(Location annotation dataset excerpts)
========================================================================
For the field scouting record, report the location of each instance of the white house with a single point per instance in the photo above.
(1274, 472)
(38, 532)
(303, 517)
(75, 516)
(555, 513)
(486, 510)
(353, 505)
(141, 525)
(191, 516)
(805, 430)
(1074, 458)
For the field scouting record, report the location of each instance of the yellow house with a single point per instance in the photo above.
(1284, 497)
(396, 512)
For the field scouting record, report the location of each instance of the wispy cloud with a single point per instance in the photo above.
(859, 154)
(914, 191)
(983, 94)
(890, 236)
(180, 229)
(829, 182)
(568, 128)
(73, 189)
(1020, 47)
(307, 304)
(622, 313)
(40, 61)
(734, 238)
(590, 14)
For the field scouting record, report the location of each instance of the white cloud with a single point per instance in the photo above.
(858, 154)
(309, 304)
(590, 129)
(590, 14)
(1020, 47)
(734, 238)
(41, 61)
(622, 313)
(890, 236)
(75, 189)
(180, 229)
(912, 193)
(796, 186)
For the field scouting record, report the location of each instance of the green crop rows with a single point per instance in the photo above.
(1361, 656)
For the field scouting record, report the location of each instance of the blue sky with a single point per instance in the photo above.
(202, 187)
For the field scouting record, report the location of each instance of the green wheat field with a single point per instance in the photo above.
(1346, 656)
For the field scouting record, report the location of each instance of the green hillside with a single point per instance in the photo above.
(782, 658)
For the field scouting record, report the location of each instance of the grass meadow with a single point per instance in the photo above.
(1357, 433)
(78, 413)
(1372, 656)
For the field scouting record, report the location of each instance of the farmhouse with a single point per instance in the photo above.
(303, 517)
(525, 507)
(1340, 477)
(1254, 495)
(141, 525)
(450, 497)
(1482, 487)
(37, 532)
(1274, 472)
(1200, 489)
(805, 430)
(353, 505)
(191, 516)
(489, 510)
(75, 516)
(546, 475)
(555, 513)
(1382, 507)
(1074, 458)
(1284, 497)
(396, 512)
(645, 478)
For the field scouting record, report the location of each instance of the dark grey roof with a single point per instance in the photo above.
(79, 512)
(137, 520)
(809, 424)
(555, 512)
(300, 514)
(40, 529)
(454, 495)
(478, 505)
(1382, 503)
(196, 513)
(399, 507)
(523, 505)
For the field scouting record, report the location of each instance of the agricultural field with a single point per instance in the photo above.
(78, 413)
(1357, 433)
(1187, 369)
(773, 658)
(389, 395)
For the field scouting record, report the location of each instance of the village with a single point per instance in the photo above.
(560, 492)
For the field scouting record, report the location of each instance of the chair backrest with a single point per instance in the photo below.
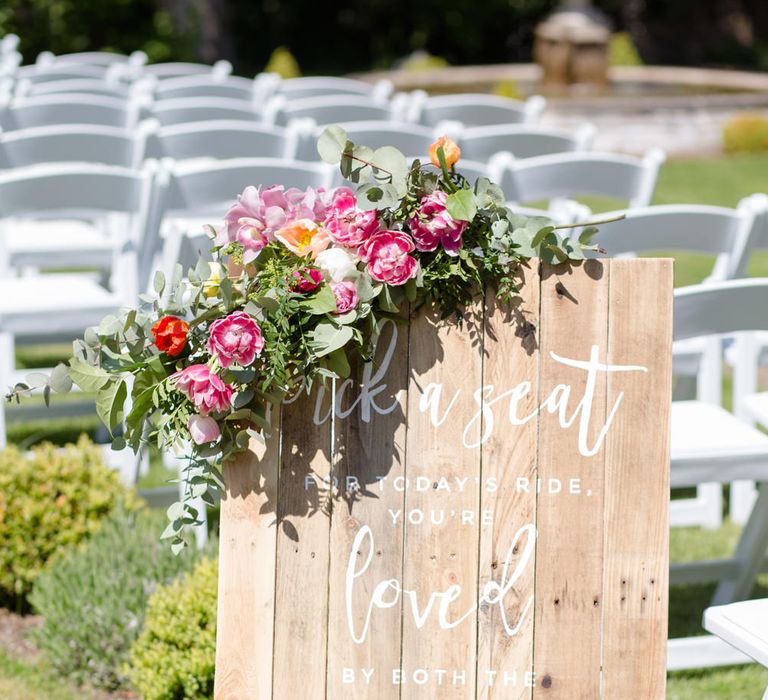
========================================================================
[Short exercise] Write out the data word for word, beginning at the line that contains "the green wheat" and continuing through the end of the data. Leave the pictures out.

[Answer in full]
For the field scouting record, report the location of each instance of the green wheat field with a single point per instance in the photo above.
(1346, 656)
For the field scouting record, report the location of each instance of the green hillside with a single point per instance in the photo above.
(782, 658)
For the field scouting record, report the location of each instance of the grass meadow with a single point per instance in the photo above.
(1357, 433)
(78, 413)
(1372, 656)
For the field scouting record, report the location of each instance of the farmhouse with a single point per instance in the photo above.
(303, 517)
(525, 507)
(1340, 477)
(1254, 495)
(141, 525)
(450, 497)
(1482, 487)
(37, 532)
(1274, 472)
(1200, 489)
(805, 430)
(353, 505)
(191, 516)
(489, 510)
(75, 516)
(546, 475)
(555, 513)
(1382, 507)
(1074, 458)
(1284, 497)
(396, 512)
(645, 478)
For the field scouting record, report the location of each instance of the dark grey roof with a single point per instance in the photo above.
(79, 512)
(137, 520)
(809, 424)
(555, 512)
(300, 514)
(40, 529)
(454, 495)
(478, 505)
(1382, 503)
(196, 513)
(399, 507)
(523, 505)
For the field scouting record, report the location of each instance of the agricultural field with a single point per instance in the photo above.
(78, 413)
(1357, 433)
(1187, 369)
(773, 658)
(389, 395)
For the field scouting record, report the location of each instance of the village with a single point per instance in the photo above.
(560, 492)
For the field scouting record, report the location of each instance of the chair backrest with a single point per instance in the photo below.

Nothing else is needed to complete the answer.